## SHORT TASK
Print every line of the data below verbatim, with no alteration or omission.

## EXCERPTED DATA
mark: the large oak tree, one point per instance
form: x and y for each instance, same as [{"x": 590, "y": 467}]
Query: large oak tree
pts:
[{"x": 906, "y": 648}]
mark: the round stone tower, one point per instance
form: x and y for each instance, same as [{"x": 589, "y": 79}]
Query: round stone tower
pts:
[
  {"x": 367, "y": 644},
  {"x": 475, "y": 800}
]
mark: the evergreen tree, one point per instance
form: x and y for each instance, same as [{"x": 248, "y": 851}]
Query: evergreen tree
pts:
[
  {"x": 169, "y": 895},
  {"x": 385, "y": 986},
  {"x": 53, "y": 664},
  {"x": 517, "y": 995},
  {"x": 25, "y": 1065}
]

## ANSWER
mark: the large oak tree, one point per instance
form: x and y for each instance, same as [{"x": 590, "y": 467}]
Query: large oak tree
pts:
[{"x": 906, "y": 648}]
mark: the round stone tower, one point per instance
form: x and y for each instance, same as [{"x": 589, "y": 79}]
Query: round stone tower
pts:
[
  {"x": 367, "y": 644},
  {"x": 475, "y": 800}
]
mark: the evergreen tree, one point per instance
form: x and y for each instance, same as [{"x": 248, "y": 851}]
Query: evergreen tree
pts:
[
  {"x": 169, "y": 895},
  {"x": 385, "y": 986},
  {"x": 53, "y": 664},
  {"x": 517, "y": 995},
  {"x": 25, "y": 1065}
]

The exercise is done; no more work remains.